(Stored items)

========================================================================

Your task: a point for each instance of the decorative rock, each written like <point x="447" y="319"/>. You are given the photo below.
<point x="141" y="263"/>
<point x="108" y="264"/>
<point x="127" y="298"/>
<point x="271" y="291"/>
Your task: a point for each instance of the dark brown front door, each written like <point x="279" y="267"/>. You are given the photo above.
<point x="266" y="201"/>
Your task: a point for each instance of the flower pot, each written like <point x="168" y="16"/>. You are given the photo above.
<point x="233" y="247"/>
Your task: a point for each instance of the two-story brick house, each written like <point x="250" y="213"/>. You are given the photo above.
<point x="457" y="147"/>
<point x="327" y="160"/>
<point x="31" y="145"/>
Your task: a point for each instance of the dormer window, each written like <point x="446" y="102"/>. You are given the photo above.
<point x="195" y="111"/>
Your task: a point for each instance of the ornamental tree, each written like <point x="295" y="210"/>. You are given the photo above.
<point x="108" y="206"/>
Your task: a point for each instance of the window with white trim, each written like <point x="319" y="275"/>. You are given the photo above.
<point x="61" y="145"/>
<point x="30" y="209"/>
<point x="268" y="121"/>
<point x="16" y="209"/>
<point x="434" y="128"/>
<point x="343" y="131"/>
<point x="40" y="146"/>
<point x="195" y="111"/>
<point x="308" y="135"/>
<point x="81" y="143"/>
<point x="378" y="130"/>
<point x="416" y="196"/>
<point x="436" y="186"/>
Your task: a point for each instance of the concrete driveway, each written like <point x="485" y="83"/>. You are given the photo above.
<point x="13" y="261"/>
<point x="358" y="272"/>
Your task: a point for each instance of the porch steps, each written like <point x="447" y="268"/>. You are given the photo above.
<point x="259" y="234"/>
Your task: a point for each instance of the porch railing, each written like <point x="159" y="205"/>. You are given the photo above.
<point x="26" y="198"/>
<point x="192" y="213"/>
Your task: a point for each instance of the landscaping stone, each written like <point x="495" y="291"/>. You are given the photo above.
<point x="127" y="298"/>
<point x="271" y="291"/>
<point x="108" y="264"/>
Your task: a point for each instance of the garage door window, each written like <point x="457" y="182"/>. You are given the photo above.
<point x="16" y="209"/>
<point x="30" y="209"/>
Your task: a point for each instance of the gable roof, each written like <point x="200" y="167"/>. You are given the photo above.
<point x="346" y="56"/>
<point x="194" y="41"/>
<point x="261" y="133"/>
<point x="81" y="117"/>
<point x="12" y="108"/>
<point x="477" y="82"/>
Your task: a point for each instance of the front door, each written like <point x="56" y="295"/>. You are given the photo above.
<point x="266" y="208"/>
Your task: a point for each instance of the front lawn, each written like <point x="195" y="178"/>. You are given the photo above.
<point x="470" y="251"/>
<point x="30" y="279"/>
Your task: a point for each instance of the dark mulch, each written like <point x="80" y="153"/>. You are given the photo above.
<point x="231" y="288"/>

========================================================================

Activity
Give back each entry exactly as it was written.

Expected output
Your task: a point for each instance of the decorative rock, each written like <point x="447" y="319"/>. You are given the photo below.
<point x="141" y="263"/>
<point x="108" y="264"/>
<point x="127" y="298"/>
<point x="271" y="291"/>
Your task: a point for each instance of the dark brown front door, each written like <point x="279" y="267"/>. You are given the photo above.
<point x="266" y="201"/>
Your task: a point for each instance of the flower pot, each written like <point x="168" y="16"/>. You are given the photo above.
<point x="233" y="247"/>
Your task: a point for each instance of the two-story brick house, each written like <point x="250" y="213"/>. You are given the photo above.
<point x="457" y="147"/>
<point x="327" y="160"/>
<point x="31" y="145"/>
Your task: a point for each instance of the dormer window, each written like <point x="446" y="102"/>. You are given the photo above.
<point x="195" y="111"/>
Your task: a point for each instance of the ornamental tree, each written like <point x="295" y="210"/>. You are given the photo above.
<point x="108" y="206"/>
Your task: a point for each instance of the window with white trim, each written like <point x="319" y="275"/>. You are given the photo above.
<point x="61" y="145"/>
<point x="30" y="209"/>
<point x="268" y="121"/>
<point x="16" y="209"/>
<point x="434" y="128"/>
<point x="343" y="131"/>
<point x="40" y="146"/>
<point x="195" y="111"/>
<point x="308" y="135"/>
<point x="81" y="143"/>
<point x="378" y="130"/>
<point x="416" y="196"/>
<point x="436" y="186"/>
Your task: a point for each instance of the concrete driveway, each written like <point x="485" y="83"/>. You are given the photo above.
<point x="13" y="261"/>
<point x="358" y="272"/>
Your task: a point for each instance of the porch steps, each written like <point x="447" y="268"/>. You are given the photo above.
<point x="259" y="234"/>
Your task: a point for each instance of the porch railing, each written like <point x="159" y="205"/>. You are given the photo above.
<point x="26" y="198"/>
<point x="192" y="213"/>
Your task: a point for each instance of the landscaping stone, each written like <point x="495" y="291"/>. You are given the photo above.
<point x="127" y="298"/>
<point x="271" y="291"/>
<point x="108" y="264"/>
Your task: a point for each instance of the garage door window, each written like <point x="457" y="182"/>. You are given the photo above.
<point x="16" y="209"/>
<point x="30" y="209"/>
Your task: a point for each instance of the gable roof, each written like <point x="200" y="167"/>. You are given the photo above.
<point x="346" y="56"/>
<point x="194" y="41"/>
<point x="261" y="133"/>
<point x="81" y="117"/>
<point x="12" y="108"/>
<point x="477" y="82"/>
Your task: a point for each instance of the front door, each written like <point x="56" y="295"/>. You are given the photo above.
<point x="266" y="208"/>
Your task: a point for each instance of the front lawn, each written like <point x="195" y="178"/>. You are given the photo above.
<point x="470" y="251"/>
<point x="30" y="279"/>
Your task: a point for each instance of the dark mulch, each written like <point x="80" y="153"/>. You are given the photo above.
<point x="231" y="288"/>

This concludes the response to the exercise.